» WRITTEN REQUEST: Copy out the entries exactly, from the first line to the last.

---

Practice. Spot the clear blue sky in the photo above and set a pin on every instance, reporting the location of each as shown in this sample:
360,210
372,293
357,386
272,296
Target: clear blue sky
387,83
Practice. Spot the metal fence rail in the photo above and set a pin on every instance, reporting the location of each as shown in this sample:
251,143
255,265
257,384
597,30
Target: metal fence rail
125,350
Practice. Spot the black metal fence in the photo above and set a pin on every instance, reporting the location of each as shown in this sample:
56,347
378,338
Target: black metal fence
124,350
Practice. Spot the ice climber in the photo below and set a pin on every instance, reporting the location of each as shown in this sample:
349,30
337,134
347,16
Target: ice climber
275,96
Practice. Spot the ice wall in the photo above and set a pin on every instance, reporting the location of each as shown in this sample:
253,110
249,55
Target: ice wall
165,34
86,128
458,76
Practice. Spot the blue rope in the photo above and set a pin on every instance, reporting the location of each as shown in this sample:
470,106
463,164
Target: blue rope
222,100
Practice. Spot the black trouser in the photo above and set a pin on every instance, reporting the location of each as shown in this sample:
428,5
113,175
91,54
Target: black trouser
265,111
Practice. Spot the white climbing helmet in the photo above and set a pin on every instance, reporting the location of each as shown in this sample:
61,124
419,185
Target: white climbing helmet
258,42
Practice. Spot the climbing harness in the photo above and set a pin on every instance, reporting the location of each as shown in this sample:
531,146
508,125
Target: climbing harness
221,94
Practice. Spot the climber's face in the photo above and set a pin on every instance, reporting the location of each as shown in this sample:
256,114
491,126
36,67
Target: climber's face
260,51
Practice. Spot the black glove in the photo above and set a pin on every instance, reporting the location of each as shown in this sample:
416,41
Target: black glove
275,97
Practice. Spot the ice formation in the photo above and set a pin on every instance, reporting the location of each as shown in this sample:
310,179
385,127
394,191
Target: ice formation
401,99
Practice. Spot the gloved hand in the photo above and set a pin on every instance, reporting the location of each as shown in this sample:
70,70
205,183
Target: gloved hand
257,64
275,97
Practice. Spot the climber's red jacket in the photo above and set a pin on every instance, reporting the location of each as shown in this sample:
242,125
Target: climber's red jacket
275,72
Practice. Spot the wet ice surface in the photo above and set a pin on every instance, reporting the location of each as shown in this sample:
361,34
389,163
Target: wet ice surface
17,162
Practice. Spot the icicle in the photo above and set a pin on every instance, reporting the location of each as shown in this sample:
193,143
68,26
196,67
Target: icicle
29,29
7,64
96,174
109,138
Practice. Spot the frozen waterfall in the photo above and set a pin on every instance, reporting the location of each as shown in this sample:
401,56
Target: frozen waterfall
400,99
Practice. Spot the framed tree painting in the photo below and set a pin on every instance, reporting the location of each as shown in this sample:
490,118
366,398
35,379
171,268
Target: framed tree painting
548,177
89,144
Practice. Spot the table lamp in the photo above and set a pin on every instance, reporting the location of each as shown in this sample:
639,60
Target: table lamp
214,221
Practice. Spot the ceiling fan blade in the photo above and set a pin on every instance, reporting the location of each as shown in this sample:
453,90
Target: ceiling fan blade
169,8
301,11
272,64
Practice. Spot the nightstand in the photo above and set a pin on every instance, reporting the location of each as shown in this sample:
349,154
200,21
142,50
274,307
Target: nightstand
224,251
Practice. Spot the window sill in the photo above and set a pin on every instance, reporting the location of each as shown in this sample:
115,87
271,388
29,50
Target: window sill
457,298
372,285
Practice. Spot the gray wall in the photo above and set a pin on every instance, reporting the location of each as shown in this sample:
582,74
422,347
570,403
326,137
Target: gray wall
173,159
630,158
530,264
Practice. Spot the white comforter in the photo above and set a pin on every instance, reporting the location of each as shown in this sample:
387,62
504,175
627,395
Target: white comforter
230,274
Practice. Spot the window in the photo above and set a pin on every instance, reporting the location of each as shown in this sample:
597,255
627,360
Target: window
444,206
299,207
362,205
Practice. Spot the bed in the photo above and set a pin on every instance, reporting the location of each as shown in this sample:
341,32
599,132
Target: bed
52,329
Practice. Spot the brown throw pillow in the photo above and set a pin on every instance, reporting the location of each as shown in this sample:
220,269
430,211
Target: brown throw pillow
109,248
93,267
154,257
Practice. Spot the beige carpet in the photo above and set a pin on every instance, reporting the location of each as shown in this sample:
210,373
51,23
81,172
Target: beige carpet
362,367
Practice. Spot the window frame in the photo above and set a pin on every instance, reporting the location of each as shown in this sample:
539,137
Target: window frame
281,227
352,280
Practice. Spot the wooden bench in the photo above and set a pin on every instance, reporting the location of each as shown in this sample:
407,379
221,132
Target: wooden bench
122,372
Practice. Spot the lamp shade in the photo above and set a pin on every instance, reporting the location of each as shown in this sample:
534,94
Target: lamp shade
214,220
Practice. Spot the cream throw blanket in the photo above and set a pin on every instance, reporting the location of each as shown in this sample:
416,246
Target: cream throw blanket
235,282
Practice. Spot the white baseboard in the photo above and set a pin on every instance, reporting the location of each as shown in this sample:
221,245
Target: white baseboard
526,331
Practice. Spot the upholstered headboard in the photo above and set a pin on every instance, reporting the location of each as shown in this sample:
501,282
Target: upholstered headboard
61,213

---

» THE REPLY:
Practice. Spot the clear blue sky in the photo above and set a pin on every instance, reporting the location of each as shown in this sample:
360,210
372,293
357,386
272,296
Target: clear blue sky
387,83
Practice. Spot the metal fence rail in the photo above and set a pin on every instance, reporting the location of each as shown in this sample:
251,143
255,265
257,384
597,30
Target: metal fence rail
125,350
Practice. Spot the black metal fence in the photo above and set a pin on every instance, reporting the location of each as shown in this sample:
56,347
378,338
Target: black metal fence
124,350
Practice. Spot the ice climber in the photo below and set a pin on every instance, reporting the location of each as shown in this sample:
349,30
337,134
347,16
Target: ice climber
275,96
Practice. Spot the ice wall in the photo above and set a pin on every instance, reporting the location of each as shown in this sample:
253,110
249,55
Target: ice wall
165,34
86,128
458,76
Practice. Spot the blue rope in the photo above and set a pin on every instance, reporting the location of each as shown in this sample:
470,106
463,164
Target: blue rope
222,100
Practice. Spot the black trouser in the photo above and set a pin on every instance, reporting the location of each as shown in this sample:
428,5
113,175
91,54
Target: black trouser
265,111
Practice. Spot the white climbing helmet in the photo above and set a pin on every instance, reporting the location of each as shown in this sample:
61,124
419,185
Target: white climbing helmet
258,42
Practice. Spot the climbing harness in the photo above and set a pin on every instance, reporting the location of each as shown in this sample:
531,146
508,125
Target: climbing harness
221,94
Practice. Spot the climber's face in the photo above and set a pin on every instance, reporting the location of each as shown in this sample:
256,114
491,126
36,67
Target: climber's face
260,51
Practice. Spot the black glove in the photo above and set a pin on every instance, reporting the location of each as shown in this sample:
416,41
Target: black glove
275,97
Practice. Spot the ice formation in the photo above and set a pin on every instance, reporting the location of each as shown in this sample:
310,179
385,127
394,191
Target: ice formation
401,99
Practice. Spot the gloved hand in the photo above and set a pin on every instance, reporting the location of each as shown in this sample:
70,70
205,183
Target: gloved hand
257,64
275,97
Practice. Spot the climber's red jacket in the photo above and set a pin on every instance, reporting the location of each as shown in this sample:
242,125
Target: climber's red jacket
275,72
Practice. Spot the wet ice surface in the photo above and set a pin on every instance, reporting the location of each as shown in this sample:
361,34
389,163
Target: wet ice surface
17,162
Practice. Spot the icicle in the photo above and set a pin on every instance, reporting the location of each as shown in this sample:
193,143
68,26
196,67
Target: icicle
29,29
7,64
96,174
109,138
Practice. Spot the frozen waterfall in the photo above and set a pin on every instance, reporting the location of each as shown in this sample:
401,56
Target: frozen waterfall
400,99
Practice. Spot the framed tree painting in the photo below and set a pin on every instance, reporting the location of each as shown in this sample:
490,118
366,398
35,379
171,268
Target: framed tree painting
548,177
89,144
Practice. Spot the table lamp in the photo above and set a pin on every instance, reporting the location of each as shown in this sample:
639,60
Target: table lamp
214,221
Practice. Spot the ceiling fan blade in the photo above and set a pin on every instance, reporting the location of each as shown in this sample:
453,90
Target: ceiling fan blade
169,8
301,11
272,64
Practice. Spot the nightstand in the photo above and set a pin on every instance, reporting the location of each as shown in this sample:
349,154
200,21
142,50
274,307
Target: nightstand
224,251
Practice. Spot the window sill in the photo above and set a pin on every instance, reporting the location of each as shown in this sample:
115,87
271,388
29,50
Target: window sill
457,298
372,285
Practice. Spot the gray wall in the photo above and set a pin on every instance, reporting the location of each as shown in this sample:
582,74
422,347
570,403
326,137
Target: gray wall
173,159
630,158
530,264
Practice. Spot the white comforter in the photo above and set a pin on every instance, reporting the location of each as shown in this sample:
387,62
504,175
627,395
Target: white comforter
230,274
Practice. Spot the window in the photo above and set a pin on every instance, reporting the location of each as shown in this sample:
597,255
627,360
Target: window
444,206
299,207
362,205
Practice. Spot the bed in the photo above and set a pin on every instance, reporting the location of each as shown in this sample:
341,32
599,132
Target: bed
52,329
Practice. Spot the brown throw pillow in the photo above and set a pin on every instance, reporting the location of each as shown in this sample:
220,269
430,211
Target: brown throw pillow
109,248
93,267
154,257
Practice. Spot the beige carpet in the photo above and set a pin on every instance, reporting the location of each as shown in this sample:
210,373
51,23
81,172
Target: beige carpet
362,367
Practice. Spot the window frame in the photo above and set a pin on every instance, reporting the location of each as shown in this sample:
539,137
Target: window frame
281,227
352,280
Practice. Spot the wooden bench in the photo above and set a pin on every instance, reporting the location of each as shown in this sample:
407,379
221,132
Target: wooden bench
122,372
Practice. Spot the lamp shade in the photo above and set a pin on every instance, reporting the location of each as shown in this sample:
534,94
Target: lamp shade
214,220
Practice. Spot the cream throw blanket in the photo above and set a pin on every instance, reporting the location of each as shown in this sample:
416,246
Target: cream throw blanket
235,282
Practice. Spot the white baseboard in the photo above and set a pin on every instance, reporting the location of each as shown in this sample:
221,245
Target: white baseboard
526,331
Practice. Spot the upholstered headboard in the photo above and set a pin on every instance, reporting the location of each as shown in this sample:
501,282
Target: upholstered headboard
61,213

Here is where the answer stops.